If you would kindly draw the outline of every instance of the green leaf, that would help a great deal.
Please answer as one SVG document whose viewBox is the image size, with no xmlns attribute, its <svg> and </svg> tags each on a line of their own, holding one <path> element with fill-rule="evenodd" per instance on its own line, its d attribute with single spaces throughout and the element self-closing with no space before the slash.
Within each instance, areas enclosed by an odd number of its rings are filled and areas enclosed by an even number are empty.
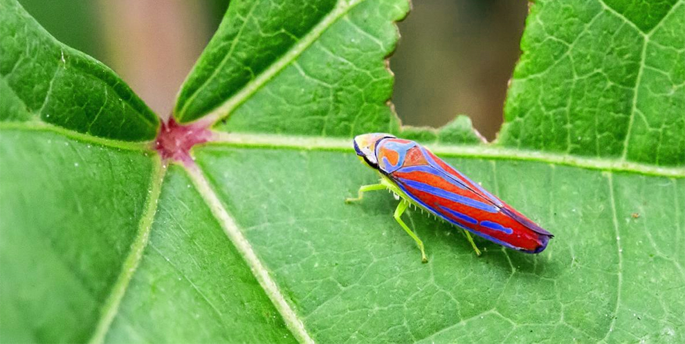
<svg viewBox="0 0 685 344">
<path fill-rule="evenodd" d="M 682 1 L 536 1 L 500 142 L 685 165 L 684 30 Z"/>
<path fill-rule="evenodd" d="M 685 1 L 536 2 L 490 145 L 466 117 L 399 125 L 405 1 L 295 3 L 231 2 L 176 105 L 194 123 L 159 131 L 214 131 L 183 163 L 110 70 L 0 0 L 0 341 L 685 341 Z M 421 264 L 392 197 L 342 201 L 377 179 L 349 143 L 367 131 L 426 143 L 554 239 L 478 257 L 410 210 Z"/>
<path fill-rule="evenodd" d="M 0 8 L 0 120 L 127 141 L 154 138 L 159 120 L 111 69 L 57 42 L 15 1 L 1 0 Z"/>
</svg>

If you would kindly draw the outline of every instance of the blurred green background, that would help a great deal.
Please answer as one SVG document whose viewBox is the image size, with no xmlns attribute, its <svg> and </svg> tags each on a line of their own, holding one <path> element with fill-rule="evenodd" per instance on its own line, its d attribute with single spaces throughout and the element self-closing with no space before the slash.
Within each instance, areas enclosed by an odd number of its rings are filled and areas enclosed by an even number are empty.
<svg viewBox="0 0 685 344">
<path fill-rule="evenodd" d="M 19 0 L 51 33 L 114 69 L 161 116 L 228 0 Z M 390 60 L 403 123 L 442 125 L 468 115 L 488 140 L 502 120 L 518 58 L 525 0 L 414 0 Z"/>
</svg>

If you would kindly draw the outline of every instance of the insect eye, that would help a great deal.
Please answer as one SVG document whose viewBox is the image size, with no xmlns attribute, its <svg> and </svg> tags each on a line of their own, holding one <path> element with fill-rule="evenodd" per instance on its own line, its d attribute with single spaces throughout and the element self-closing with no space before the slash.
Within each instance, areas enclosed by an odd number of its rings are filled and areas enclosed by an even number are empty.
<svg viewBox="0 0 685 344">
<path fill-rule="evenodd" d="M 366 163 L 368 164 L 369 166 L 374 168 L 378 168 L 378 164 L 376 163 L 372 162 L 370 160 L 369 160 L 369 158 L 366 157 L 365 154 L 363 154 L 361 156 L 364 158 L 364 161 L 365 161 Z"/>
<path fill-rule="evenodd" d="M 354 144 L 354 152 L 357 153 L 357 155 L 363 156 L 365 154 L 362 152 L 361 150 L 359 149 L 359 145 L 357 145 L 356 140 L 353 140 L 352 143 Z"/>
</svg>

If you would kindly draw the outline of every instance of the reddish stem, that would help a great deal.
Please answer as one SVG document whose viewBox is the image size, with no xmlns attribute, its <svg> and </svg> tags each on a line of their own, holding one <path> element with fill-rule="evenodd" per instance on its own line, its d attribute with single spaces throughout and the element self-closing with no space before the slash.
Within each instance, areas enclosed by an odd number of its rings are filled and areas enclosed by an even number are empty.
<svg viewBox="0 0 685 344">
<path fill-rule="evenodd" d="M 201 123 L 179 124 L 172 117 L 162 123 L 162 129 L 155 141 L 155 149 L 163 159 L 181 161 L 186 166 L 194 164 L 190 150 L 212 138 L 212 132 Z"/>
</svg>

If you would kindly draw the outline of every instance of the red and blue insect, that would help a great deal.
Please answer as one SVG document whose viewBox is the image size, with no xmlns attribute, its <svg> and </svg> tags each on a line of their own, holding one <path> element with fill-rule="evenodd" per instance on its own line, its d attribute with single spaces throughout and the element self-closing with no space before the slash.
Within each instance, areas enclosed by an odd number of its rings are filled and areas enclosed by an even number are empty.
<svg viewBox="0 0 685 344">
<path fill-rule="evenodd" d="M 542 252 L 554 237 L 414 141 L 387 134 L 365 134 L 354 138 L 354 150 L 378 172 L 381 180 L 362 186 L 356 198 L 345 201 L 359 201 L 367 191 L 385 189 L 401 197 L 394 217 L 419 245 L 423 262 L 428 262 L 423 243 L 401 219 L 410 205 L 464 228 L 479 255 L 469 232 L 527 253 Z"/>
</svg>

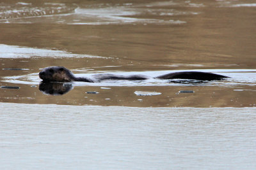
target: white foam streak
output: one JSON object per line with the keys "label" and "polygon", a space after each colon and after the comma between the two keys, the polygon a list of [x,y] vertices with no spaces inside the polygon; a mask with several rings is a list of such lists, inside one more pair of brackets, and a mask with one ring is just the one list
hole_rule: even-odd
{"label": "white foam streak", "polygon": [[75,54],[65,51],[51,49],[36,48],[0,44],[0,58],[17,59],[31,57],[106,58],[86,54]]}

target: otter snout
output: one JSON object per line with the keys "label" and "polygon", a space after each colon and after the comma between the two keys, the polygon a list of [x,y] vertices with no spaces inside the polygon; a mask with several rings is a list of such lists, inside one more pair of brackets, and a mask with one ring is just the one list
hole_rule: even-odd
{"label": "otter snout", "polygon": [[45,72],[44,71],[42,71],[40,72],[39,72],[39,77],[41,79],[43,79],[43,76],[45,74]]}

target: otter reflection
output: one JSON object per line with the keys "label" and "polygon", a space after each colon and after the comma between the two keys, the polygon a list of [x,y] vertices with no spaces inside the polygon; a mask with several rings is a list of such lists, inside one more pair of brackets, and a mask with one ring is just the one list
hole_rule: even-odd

• What the exercise asks: Leave out the pictures and restate everything else word for word.

• Answer in full:
If you would kindly draw the outline of every instance of the green leaf, that would help a great deal.
Please answer as one SVG document whose viewBox is the image size, with no xmlns attribute, its <svg> and </svg> tags each on a line of their own, holding one <path> element with fill-rule="evenodd" per instance on its own line, its d attribute with single spaces throughout and the element self-closing with no space before the slash.
Within each instance, areas enclosed by an odd number of its rings are filled and areas enclosed by an even number are empty.
<svg viewBox="0 0 685 344">
<path fill-rule="evenodd" d="M 682 1 L 536 1 L 500 142 L 685 165 L 684 30 Z"/>
<path fill-rule="evenodd" d="M 685 1 L 536 2 L 490 145 L 466 117 L 399 125 L 405 1 L 295 3 L 231 2 L 176 105 L 194 123 L 159 131 L 214 131 L 183 163 L 110 70 L 0 0 L 0 341 L 685 341 Z M 421 264 L 392 197 L 342 201 L 377 179 L 349 143 L 367 131 L 426 143 L 554 239 L 478 257 L 410 210 Z"/>
<path fill-rule="evenodd" d="M 0 8 L 0 120 L 127 141 L 154 138 L 159 120 L 111 69 L 57 42 L 15 1 L 1 0 Z"/>
</svg>

If you would kindly draw the outline of every instance of the blurred green background, that would help a great deal.
Please answer as one SVG document whose viewBox is the image size, with no xmlns attribute, its <svg> and </svg> tags each on a line of their own, holding one <path> element with fill-rule="evenodd" per instance on its own line, its d attribute with single spaces throughout and the element self-closing with no space before the slash.
Within each instance, areas enclosed by an odd number of its rings are filled and areas enclosed by an even number are empty.
<svg viewBox="0 0 685 344">
<path fill-rule="evenodd" d="M 19 0 L 51 33 L 114 69 L 161 116 L 228 0 Z M 390 60 L 403 123 L 442 125 L 468 115 L 488 140 L 502 120 L 518 58 L 525 0 L 414 0 Z"/>
</svg>

If you would kindly draw the outline of every instance of the insect eye, that would help a great deal.
Please answer as one SVG document whose viewBox is the image size, with no xmlns attribute, its <svg> and </svg> tags each on a line of their own, holding one <path> element with fill-rule="evenodd" per instance on its own line, its d attribute with single spaces throughout and the element self-closing with no space before the slash.
Within each instance, areas enclosed by an odd number of its rings are filled and areas enclosed by an even number are empty.
<svg viewBox="0 0 685 344">
<path fill-rule="evenodd" d="M 366 163 L 368 164 L 369 166 L 374 168 L 378 168 L 378 164 L 376 163 L 372 162 L 370 160 L 369 160 L 369 158 L 366 157 L 365 154 L 363 154 L 361 156 L 364 158 L 364 161 L 365 161 Z"/>
<path fill-rule="evenodd" d="M 354 144 L 354 152 L 357 153 L 357 155 L 363 156 L 365 154 L 362 152 L 361 150 L 359 149 L 359 145 L 357 145 L 356 140 L 353 140 L 352 143 Z"/>
</svg>

If you would kindly draw the outline of every instance of the reddish stem, that would help a great deal.
Please answer as one SVG document whose viewBox is the image size, with no xmlns attribute, its <svg> and </svg> tags each on a line of their own, holding one <path> element with fill-rule="evenodd" per instance on its own line, its d attribute with single spaces throughout and the element self-closing with no space before the slash.
Within each instance, areas enclosed by an odd number of its rings are filled and areas enclosed by an even number are empty.
<svg viewBox="0 0 685 344">
<path fill-rule="evenodd" d="M 201 123 L 179 124 L 172 117 L 162 123 L 162 129 L 155 141 L 155 149 L 163 159 L 181 161 L 186 166 L 194 164 L 190 150 L 212 138 L 212 132 Z"/>
</svg>

If you would kindly draw the outline of every instance of the red and blue insect, that would help a great deal.
Please answer as one SVG document whose viewBox is the image size, with no xmlns attribute, its <svg> and </svg> tags each on a line of their own, holding one <path> element with fill-rule="evenodd" per instance on its own line, its d attribute with single spaces throughout and the element self-closing with no space before the slash.
Within each instance, areas enclosed by an odd number of its rings are filled and areas enclosed by an even number are empty.
<svg viewBox="0 0 685 344">
<path fill-rule="evenodd" d="M 542 252 L 554 237 L 414 141 L 387 134 L 365 134 L 354 138 L 354 150 L 378 172 L 381 180 L 362 186 L 356 198 L 345 201 L 359 201 L 367 191 L 385 189 L 401 197 L 394 217 L 419 245 L 423 262 L 428 262 L 423 243 L 401 219 L 410 205 L 464 228 L 479 255 L 469 232 L 527 253 Z"/>
</svg>

target: white foam streak
output: one JSON object per line with the keys "label" and "polygon", a space after each colon and after the comma between the two keys, the polygon a list of [x,y] vertices with no spaces inside the polygon; a mask with several rings is a list of such lists, inside one more pair of brackets, and a mask with one ring is just the one list
hole_rule: even-odd
{"label": "white foam streak", "polygon": [[75,54],[65,51],[51,49],[36,48],[0,44],[0,58],[17,59],[31,57],[106,58],[86,54]]}

target: otter snout
output: one JSON object per line with the keys "label" and "polygon", a space after each colon and after the comma between the two keys, the polygon a list of [x,y] vertices with no spaces inside the polygon; a mask with several rings is a list of such lists, inside one more pair of brackets, and a mask with one ring is just the one list
hole_rule: even-odd
{"label": "otter snout", "polygon": [[45,72],[44,71],[42,71],[40,72],[39,72],[39,77],[41,79],[43,79],[43,76],[45,74]]}

target: otter reflection
output: one JSON object per line with the keys "label" and "polygon", a space after each colon and after the comma between the two keys, the polygon a list of [x,y] vertices with no spaces inside the polygon; a mask with several rings is a list of such lists, inside one more pair of brackets, and a mask with one ring is just the one list
hole_rule: even-odd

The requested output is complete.